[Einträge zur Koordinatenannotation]
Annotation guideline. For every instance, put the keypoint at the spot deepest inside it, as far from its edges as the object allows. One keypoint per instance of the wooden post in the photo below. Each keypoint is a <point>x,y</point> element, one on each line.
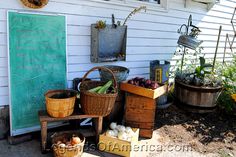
<point>98,127</point>
<point>217,45</point>
<point>43,136</point>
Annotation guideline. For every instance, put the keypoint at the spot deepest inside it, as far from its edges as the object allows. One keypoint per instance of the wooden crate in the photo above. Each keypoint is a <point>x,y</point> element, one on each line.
<point>145,92</point>
<point>140,113</point>
<point>117,146</point>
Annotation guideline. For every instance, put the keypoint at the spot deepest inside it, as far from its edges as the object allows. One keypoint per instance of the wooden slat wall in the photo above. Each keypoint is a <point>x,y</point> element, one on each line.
<point>151,35</point>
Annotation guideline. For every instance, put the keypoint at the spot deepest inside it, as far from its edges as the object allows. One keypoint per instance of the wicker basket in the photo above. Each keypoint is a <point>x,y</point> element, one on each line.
<point>60,103</point>
<point>67,151</point>
<point>94,103</point>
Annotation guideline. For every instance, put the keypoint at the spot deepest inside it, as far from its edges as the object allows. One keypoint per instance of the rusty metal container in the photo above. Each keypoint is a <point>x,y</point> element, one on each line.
<point>204,97</point>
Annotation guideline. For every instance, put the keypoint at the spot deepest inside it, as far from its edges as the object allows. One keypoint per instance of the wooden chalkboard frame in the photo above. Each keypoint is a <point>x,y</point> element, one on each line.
<point>34,128</point>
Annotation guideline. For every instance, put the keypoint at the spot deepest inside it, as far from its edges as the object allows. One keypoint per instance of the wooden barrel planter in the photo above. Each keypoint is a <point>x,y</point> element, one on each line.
<point>203,97</point>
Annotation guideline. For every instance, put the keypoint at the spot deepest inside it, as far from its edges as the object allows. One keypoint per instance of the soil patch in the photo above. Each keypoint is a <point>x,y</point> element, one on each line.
<point>205,133</point>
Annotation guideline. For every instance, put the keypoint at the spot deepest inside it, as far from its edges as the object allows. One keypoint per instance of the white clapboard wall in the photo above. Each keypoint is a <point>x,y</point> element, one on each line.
<point>151,35</point>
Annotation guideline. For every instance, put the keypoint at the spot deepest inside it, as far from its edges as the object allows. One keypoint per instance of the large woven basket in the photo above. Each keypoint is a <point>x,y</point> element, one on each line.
<point>67,151</point>
<point>60,103</point>
<point>94,103</point>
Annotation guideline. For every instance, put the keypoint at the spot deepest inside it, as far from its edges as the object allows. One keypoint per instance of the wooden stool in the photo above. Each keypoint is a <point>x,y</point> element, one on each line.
<point>44,118</point>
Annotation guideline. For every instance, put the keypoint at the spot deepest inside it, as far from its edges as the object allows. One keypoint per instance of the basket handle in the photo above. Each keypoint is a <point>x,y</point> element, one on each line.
<point>101,68</point>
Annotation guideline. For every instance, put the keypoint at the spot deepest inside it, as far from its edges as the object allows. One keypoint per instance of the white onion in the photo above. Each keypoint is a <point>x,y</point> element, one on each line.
<point>128,129</point>
<point>115,133</point>
<point>113,125</point>
<point>122,136</point>
<point>120,128</point>
<point>110,133</point>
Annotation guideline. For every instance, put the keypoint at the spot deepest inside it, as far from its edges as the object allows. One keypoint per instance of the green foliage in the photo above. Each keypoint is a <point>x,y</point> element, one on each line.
<point>136,10</point>
<point>228,72</point>
<point>202,70</point>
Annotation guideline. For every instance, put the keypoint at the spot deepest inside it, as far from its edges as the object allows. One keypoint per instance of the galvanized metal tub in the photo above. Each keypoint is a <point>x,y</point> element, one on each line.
<point>204,97</point>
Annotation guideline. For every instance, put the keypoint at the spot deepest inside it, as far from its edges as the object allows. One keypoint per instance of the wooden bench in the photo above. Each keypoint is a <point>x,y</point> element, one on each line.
<point>44,118</point>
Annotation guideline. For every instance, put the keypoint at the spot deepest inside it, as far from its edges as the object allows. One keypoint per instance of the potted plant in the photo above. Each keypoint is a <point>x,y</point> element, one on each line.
<point>227,99</point>
<point>108,41</point>
<point>195,81</point>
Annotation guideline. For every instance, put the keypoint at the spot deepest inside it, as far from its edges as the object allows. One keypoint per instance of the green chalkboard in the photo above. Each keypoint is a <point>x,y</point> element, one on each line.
<point>37,62</point>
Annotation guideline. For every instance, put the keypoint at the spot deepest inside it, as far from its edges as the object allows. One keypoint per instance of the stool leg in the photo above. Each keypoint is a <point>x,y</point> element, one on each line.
<point>43,136</point>
<point>98,127</point>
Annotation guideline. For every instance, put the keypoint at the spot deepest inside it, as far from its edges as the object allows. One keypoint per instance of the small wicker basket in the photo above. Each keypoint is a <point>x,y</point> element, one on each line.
<point>67,151</point>
<point>94,103</point>
<point>60,103</point>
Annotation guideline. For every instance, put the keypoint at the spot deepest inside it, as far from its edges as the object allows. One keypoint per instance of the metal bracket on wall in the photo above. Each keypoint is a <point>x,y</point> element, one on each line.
<point>209,3</point>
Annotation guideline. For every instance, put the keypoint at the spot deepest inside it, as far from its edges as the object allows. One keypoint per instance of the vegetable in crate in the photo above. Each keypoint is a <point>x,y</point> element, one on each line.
<point>142,82</point>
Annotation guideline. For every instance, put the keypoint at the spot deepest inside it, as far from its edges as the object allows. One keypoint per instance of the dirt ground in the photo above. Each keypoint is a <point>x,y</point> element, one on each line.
<point>177,134</point>
<point>206,133</point>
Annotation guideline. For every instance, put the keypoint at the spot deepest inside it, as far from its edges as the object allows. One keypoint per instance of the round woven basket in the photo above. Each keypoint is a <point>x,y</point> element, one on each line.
<point>94,103</point>
<point>35,4</point>
<point>60,103</point>
<point>67,151</point>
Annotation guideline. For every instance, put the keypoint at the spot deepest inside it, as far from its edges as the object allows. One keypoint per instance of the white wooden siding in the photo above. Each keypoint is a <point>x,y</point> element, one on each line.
<point>151,35</point>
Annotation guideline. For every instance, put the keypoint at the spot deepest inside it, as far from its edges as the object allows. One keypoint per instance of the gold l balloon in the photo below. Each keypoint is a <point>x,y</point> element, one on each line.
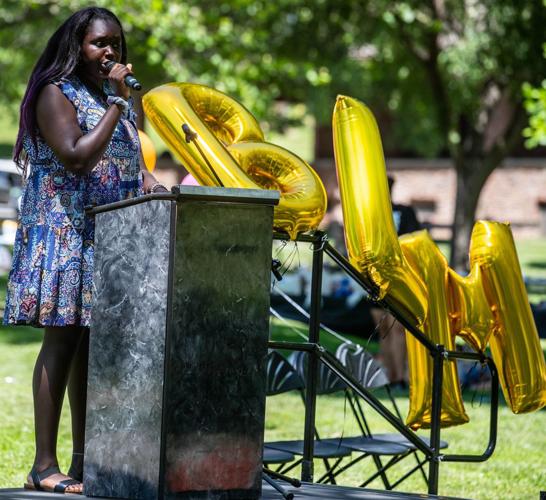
<point>488,306</point>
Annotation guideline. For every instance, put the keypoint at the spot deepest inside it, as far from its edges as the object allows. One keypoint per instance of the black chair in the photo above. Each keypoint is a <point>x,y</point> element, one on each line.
<point>371,375</point>
<point>367,446</point>
<point>281,378</point>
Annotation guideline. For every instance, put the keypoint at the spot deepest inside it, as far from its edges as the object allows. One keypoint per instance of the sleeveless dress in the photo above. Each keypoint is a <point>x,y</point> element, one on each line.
<point>52,273</point>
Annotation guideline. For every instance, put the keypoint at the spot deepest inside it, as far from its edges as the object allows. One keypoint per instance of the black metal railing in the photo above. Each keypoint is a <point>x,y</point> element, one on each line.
<point>440,355</point>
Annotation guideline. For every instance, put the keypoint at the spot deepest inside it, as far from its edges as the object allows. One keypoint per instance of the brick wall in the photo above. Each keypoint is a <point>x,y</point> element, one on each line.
<point>515,192</point>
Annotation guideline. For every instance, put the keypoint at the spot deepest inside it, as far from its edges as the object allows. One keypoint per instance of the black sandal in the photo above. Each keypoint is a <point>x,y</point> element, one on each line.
<point>76,471</point>
<point>38,477</point>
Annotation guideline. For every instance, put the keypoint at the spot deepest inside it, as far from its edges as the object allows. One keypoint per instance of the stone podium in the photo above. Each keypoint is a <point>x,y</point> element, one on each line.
<point>178,343</point>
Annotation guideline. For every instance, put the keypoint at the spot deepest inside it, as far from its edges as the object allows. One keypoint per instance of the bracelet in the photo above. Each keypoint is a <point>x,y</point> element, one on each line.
<point>154,186</point>
<point>119,101</point>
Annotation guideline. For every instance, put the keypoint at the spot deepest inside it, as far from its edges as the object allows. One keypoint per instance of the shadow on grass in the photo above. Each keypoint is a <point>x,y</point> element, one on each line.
<point>18,335</point>
<point>6,150</point>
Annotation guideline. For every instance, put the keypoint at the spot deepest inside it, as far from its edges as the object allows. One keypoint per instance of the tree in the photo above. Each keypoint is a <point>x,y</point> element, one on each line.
<point>476,57</point>
<point>448,72</point>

Arbeitsauftrag
Schreibe die Zeilen neu, beginnend mit der Zeile mit „the black sandal“ und weiter bis einschließlich der Zeile mit „<point>76,471</point>“. Ersetze dabei „Annotation guideline“ durch „Labeling rule“ und lass alles andere unverändert.

Ergebnis
Labeling rule. For every instance, put the keypoint at the spot deepest inside it, as far from its edges as the object allows. One keypoint per instance of the black sandal in the photo above. Each keypoint is a <point>x,y</point> element, one on each line.
<point>76,471</point>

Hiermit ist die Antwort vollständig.